| EXERCISE |
Retype the lines of the items below exactly, from the line containing "For the scouting tally, point out every instance of the shadow" through the final line, both ends included, and nothing else.

Records of labeled points
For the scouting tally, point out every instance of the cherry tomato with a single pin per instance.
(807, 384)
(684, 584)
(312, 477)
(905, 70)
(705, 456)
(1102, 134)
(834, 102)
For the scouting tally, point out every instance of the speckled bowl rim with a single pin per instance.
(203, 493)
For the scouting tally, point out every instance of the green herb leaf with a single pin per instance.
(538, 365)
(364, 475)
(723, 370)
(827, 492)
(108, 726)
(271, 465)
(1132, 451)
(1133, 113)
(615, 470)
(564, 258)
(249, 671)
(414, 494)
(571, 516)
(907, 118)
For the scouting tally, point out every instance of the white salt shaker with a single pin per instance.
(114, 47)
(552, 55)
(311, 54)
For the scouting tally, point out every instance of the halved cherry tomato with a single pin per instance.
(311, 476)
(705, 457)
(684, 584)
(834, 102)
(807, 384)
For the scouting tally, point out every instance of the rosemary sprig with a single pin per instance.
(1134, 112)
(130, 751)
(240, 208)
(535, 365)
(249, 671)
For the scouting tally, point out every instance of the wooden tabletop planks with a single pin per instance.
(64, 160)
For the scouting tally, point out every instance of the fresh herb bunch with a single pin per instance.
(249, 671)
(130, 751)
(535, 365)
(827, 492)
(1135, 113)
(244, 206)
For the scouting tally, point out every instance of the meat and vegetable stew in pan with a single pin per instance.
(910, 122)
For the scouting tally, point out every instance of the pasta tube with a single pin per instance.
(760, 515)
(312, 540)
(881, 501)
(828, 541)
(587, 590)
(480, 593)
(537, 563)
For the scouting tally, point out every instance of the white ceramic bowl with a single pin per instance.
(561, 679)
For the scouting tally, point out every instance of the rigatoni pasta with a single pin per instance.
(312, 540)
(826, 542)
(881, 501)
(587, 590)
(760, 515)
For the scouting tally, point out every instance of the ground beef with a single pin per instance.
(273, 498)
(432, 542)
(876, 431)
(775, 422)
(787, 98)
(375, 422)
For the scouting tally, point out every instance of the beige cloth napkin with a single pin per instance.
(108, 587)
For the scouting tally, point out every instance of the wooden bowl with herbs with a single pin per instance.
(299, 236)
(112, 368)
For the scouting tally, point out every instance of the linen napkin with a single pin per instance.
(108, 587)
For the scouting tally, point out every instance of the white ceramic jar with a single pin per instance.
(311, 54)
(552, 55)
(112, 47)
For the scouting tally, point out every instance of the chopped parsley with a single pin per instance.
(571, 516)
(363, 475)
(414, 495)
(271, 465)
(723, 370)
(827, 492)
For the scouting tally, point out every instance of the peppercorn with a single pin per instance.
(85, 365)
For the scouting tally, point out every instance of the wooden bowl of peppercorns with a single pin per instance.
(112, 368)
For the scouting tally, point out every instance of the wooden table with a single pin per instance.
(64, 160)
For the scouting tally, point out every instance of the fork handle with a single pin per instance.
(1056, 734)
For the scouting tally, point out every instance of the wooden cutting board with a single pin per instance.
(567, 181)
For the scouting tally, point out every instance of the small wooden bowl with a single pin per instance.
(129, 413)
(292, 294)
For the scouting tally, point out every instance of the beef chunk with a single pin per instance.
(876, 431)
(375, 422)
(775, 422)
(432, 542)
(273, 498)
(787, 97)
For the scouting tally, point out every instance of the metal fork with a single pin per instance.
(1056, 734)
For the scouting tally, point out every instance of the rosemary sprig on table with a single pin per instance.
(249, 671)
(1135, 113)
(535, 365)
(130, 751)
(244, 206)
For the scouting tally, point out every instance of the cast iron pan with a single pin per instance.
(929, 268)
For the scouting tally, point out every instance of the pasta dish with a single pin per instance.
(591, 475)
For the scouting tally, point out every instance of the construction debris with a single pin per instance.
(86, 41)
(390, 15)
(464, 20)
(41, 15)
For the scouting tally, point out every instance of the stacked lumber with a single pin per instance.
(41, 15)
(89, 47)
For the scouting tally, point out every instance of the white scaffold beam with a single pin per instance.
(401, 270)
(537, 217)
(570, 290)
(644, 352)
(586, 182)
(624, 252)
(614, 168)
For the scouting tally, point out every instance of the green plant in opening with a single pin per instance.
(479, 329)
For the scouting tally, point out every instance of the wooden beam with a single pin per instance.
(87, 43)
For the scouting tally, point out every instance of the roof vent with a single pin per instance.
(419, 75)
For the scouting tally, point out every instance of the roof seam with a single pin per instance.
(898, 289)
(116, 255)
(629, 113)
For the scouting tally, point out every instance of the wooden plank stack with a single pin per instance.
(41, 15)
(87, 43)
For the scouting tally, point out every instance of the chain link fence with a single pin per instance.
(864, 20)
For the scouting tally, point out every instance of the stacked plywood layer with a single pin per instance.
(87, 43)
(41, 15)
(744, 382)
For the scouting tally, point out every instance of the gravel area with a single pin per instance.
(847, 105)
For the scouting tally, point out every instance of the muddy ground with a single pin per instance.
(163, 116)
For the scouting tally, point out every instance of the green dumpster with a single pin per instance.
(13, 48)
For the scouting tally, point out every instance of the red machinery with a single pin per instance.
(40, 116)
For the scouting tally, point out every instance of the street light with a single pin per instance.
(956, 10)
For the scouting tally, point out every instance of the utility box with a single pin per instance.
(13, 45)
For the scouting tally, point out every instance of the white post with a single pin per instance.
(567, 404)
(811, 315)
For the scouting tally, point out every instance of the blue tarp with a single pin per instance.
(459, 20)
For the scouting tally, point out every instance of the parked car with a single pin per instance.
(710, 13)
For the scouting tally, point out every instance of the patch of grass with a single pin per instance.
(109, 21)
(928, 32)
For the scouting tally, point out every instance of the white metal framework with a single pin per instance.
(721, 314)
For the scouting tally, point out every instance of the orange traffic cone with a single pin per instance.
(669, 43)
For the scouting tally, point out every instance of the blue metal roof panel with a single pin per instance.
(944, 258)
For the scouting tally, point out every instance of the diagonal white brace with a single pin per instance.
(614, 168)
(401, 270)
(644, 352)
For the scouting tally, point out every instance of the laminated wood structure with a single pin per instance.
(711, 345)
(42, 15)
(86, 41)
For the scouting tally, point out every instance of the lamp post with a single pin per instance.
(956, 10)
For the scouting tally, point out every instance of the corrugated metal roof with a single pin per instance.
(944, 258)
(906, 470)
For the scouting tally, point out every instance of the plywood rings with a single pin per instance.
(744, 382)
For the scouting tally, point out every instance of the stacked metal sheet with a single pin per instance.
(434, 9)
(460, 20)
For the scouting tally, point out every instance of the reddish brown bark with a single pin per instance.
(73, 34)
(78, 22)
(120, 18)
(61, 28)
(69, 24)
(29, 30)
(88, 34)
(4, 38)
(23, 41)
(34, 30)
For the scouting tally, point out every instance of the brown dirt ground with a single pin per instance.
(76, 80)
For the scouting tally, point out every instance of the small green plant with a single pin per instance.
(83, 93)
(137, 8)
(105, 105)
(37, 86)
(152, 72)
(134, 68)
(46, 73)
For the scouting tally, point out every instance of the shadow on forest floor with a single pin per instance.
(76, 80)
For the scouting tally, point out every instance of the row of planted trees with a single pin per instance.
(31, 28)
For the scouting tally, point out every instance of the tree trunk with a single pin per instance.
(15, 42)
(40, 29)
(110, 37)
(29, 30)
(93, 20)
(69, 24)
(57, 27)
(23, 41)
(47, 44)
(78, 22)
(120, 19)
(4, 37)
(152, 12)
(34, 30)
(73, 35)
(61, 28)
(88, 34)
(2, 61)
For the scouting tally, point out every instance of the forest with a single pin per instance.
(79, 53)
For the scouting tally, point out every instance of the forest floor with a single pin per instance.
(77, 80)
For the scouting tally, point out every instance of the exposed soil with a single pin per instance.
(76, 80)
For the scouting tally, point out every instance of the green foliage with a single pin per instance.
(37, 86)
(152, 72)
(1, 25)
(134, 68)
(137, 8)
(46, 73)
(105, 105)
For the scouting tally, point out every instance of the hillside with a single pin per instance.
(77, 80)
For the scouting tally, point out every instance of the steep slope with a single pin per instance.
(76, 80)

| SOLUTION TO THIS TASK |
For the scouting tally, point out every instance of the shadow on forest floor with a single pin per instance.
(76, 80)
For the scouting tally, point out every instance of the row of planted trees with a single pin per instance.
(31, 28)
For the scouting tally, point out every instance of the tree trunk with a single pin per instance.
(15, 42)
(40, 29)
(110, 37)
(29, 30)
(93, 20)
(69, 24)
(57, 27)
(23, 41)
(47, 44)
(78, 22)
(120, 19)
(4, 37)
(152, 12)
(34, 30)
(73, 35)
(61, 28)
(88, 34)
(2, 61)
For the scouting tally, point out every instance of the forest with a single pin per instance.
(79, 53)
For the scouting tally, point out every instance of the forest floor with a single pin per instance.
(77, 80)
For the scouting tally, point out every instance of the exposed soil with a single pin per instance.
(76, 80)
For the scouting tally, point out every instance of the green foliage with a single pin per instance.
(37, 86)
(152, 72)
(1, 25)
(134, 68)
(137, 8)
(46, 73)
(105, 105)
For the scouting tally, point out every instance of the hillside with a single pin per instance.
(77, 80)
For the scouting tally, point out every instance of the steep slope with a single pin per instance.
(76, 80)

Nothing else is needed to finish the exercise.